* **Information given**
————————
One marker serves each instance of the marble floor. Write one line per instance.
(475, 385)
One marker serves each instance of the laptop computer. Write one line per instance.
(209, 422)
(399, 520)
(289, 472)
————————
* **Problem**
Copy out the records above exactly.

* **Your solution**
One marker serves each instance of the marble floor. Write one line per instance.
(475, 385)
One marker serves each instance of the laptop computer. Write one line per instance.
(209, 422)
(399, 520)
(289, 472)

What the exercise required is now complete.